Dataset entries
-.-.-
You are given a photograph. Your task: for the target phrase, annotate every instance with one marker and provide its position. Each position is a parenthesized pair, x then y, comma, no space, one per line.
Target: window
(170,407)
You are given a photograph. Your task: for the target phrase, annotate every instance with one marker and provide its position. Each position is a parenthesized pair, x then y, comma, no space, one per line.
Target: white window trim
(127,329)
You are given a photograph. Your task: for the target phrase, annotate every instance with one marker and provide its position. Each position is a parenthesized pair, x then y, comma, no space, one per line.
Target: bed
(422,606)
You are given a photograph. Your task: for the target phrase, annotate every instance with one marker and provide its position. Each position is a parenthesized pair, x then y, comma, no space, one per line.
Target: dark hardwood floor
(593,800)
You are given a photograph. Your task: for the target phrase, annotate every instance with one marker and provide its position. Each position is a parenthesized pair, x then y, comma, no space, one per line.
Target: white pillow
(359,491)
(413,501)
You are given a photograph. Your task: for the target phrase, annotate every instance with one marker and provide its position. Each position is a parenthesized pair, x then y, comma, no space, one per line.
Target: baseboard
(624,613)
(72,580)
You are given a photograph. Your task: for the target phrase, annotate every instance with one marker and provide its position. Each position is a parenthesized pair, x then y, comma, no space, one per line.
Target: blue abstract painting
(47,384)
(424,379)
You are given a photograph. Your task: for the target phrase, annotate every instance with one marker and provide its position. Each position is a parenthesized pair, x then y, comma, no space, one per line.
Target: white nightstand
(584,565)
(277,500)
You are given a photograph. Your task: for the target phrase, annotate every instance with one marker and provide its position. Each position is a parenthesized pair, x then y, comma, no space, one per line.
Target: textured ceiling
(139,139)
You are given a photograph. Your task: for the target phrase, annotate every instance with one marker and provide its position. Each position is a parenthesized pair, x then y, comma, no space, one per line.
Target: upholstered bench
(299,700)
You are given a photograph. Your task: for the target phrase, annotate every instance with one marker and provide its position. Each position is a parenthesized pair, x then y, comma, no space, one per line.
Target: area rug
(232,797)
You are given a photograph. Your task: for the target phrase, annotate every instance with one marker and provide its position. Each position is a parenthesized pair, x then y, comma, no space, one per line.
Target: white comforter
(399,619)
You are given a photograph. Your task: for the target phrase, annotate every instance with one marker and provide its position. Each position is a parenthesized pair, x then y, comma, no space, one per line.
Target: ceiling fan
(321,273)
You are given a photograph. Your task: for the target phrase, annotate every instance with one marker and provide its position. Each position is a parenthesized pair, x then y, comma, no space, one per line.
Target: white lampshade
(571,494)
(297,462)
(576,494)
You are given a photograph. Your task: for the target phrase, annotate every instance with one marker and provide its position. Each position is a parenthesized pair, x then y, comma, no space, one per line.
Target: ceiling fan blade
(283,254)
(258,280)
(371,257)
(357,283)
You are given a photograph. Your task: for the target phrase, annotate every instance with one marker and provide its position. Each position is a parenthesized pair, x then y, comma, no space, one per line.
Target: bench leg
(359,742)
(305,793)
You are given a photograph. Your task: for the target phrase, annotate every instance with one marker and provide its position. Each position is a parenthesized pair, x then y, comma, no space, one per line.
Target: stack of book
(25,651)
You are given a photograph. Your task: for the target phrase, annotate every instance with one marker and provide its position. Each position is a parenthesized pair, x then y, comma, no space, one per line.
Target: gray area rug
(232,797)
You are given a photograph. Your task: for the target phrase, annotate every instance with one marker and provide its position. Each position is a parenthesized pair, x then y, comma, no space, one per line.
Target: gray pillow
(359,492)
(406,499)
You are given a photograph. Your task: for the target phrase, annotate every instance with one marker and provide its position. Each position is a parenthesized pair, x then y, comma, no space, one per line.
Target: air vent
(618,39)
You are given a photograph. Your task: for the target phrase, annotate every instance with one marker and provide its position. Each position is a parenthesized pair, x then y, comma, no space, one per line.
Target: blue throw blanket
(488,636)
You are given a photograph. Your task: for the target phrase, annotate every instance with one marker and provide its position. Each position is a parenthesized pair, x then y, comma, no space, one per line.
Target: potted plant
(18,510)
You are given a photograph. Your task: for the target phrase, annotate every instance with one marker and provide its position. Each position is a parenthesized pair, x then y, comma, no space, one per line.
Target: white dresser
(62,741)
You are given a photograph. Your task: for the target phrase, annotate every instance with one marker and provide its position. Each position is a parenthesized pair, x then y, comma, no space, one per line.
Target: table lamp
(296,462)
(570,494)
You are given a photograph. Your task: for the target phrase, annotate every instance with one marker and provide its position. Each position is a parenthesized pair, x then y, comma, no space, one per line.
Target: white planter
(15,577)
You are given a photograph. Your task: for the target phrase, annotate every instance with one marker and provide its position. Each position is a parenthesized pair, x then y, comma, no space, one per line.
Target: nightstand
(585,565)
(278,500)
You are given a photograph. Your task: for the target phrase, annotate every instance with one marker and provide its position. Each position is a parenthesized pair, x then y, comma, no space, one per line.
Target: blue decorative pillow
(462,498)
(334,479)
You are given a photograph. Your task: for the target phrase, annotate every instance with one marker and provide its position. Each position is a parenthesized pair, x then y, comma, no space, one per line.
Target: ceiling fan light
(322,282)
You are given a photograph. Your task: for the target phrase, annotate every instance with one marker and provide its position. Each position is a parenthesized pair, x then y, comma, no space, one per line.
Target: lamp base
-.-.-
» **Instructions to follow**
Your task is to extract all of the records exactly.

» **Response area**
You are given a photograph. Your task: for the target phrase, annotate every instance with one marker and provide its position. Each position is a parenthesized pair, x then y, comma, no space, one per line.
Target: window
(170,407)
You are given a photograph. Your task: for the target phrase, annotate every instance with one marker and provide its position. Each position is a parenthesized pair, x then y, comma, no space, one per line.
Target: white window trim
(127,329)
You are given a photograph. Your task: for the target phrase, annotate every instance with one marker and provide its position. Each position is a parenthesized pair, x then y, comma, no space, one per line.
Target: bed
(422,606)
You are given a photograph. Your task: for the target phrase, annotate every instance with one marker and provide its position. Each position is a parenthesized pair, x then y, comma, no space, one per line.
Target: dark hardwood floor
(593,800)
You are given a photograph. Your task: for the target phrase, annotate every instance with one marker and provide its position. Each position is a parenthesized pair, x then y, comma, no space, one per line.
Target: white pillow
(359,491)
(413,501)
You are given a photograph. Your task: for the target phrase, annotate every instance with one marker and provide its position. Each position is a parenthesized pair, x then y, comma, no space, one per line.
Target: baseboard
(624,613)
(72,580)
You are given a photograph. Your task: for the target phrase, annotate every instance with one marker and provide its position. Each position is a parenthesized pair, x then y, comma, no space, one per line.
Target: blue abstract painting
(47,384)
(424,379)
You are given a photograph. Your task: for the target phrase, annotate every instance with one marker and provide its position. Each position is a parenthesized pair, x then y, comma, no space, one per line.
Target: white nightstand
(584,565)
(277,500)
You are given a photograph. Your task: for the target phrase, annotate every instance with one marker and provide its position. Each position is a parenthesized pair, x then y, comma, no space, one per line.
Target: textured ceiling
(139,139)
You are given a photograph. Your task: for the target phrase, annotate every instance with one marker and provide its position. Each position is a parenthesized pair, x then y, comma, no space, one per line.
Target: upholstered bench
(299,700)
You are given a photograph. Your task: for the target phrase, annotate every instance with one marker and provide its position. Each position is a parenthesized pair, x then y, comma, no space, one per line.
Target: area rug
(232,797)
You are given a photograph. Your task: for the target phrase, annotate every instance with one marker and provide its position. Each position is a parenthesized pair, x then y, comma, no space, one per line.
Target: white comforter
(399,619)
You are given a photograph. Your task: for the target phrase, annotate every instance with one marker and provide its position. Each position is a parenthesized pair, x then y, comma, no space, one per line.
Target: ceiling fan
(321,273)
You are given a photograph. Your task: for the target phrase, annotate every instance with one marker and provide its position. Each position is a parenthesized pair, x then y, comma, no space, one per line.
Target: white lampshade
(571,494)
(297,462)
(576,494)
You are given a photograph. Your task: for the target phrase, annotate every instance with one marker and provide its position. Each position is a parenthesized pair, x then y, comma, no space, one per line.
Target: ceiling fan blade
(283,254)
(258,280)
(371,257)
(357,283)
You are given a photograph. Your task: for the target phrase, annotate every instance with one marker and provide its position. Each position is a parenthesized pair, x then y, comma, no space, one per line.
Target: bench leg
(359,742)
(305,793)
You are given a photograph. Your task: for the target phrase, annotate every instance with one marker and provide its position. Each position is a parenthesized pair, x then y, comma, no space, one per line.
Target: stack of book
(25,651)
You are given a photograph. Your task: for the target phrase, annotate every instance with one marker and provide its position. Each position is a parenthesized pair, x then y, comma, no space, one per line.
Target: gray area rug
(232,797)
You are given a photograph. Your task: for the target phrase, annotate every instance with one marker and provide its position. Each position is a parenthesized pair, x then y, comma, no space, one per line.
Target: gray pillow
(359,492)
(406,499)
You are given a photograph. Your task: for the target phrase, annotate every instance with one marker and provide its position. Each position is a parenthesized pair, x then y, comma, no space, one per line.
Target: air vent
(618,39)
You are given a photograph. Your task: for the target phrase, annotate every instance with one marker and provide its position. Each position is a parenthesized pair, x then y, comma, no space, one per line.
Target: blue throw blanket
(488,636)
You are given a photograph. Your task: for the target phrase, annotate every instance with one marker and provide its position. Each position is a parenthesized pair, x then y, comma, no space, one per line.
Target: potted plant
(18,510)
You are given a photograph. Your task: for the target phrase, annotate every instance with one marker and provide its position. Each position is a parenthesized pair, x then y, comma, no space, one per line.
Target: white dresser
(62,741)
You are given a photograph. Your task: for the target phrase, annotate every instance with one marker and provide its position. Each position is a parenthesized pair, x then y, comma, no space, one per line.
Target: table lamp
(296,462)
(570,494)
You are given a photograph. Your task: for the target phrase, annotate every instance with one marker and provide its position. Each position is a parenthesized pair, x then y, comma, no space, one per line.
Target: white planter
(15,577)
You are given a photograph. Your task: for the target phrase, annotate every instance with one marker and provide its position. Each position is a parenthesized pair, x then y, comma, no space, one per line.
Target: nightstand
(585,565)
(278,500)
You are given a photograph. Your task: for the target phrase, annotate every instance with one marker and provide its position. Each position is a parenthesized pair, x then y, comma, no space, one per line.
Target: blue decorative pillow
(462,498)
(334,479)
You are given a photograph. Your task: for the target phrase, annotate every instance with one marker and provide its position. Each position is a parenthesized pair, x then y, comma, no space, one per line.
Target: ceiling fan light
(322,282)
You are given a photograph. Your task: for the target phrase, annotate every instance with one marker and provide its position. Each position is a parenthesized pair, x then y, comma, no space, one per line.
Target: lamp base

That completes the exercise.